> [Source material]:
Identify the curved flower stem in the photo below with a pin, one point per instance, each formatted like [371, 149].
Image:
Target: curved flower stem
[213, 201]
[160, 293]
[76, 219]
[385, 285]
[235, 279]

> [Your assignment]:
Output every entry exactly.

> [Answer to this task]:
Identify the curved flower stem in the photo below with a pin, one point per instance, each formatted like [371, 149].
Image:
Target: curved flower stem
[213, 201]
[160, 293]
[76, 219]
[385, 285]
[235, 279]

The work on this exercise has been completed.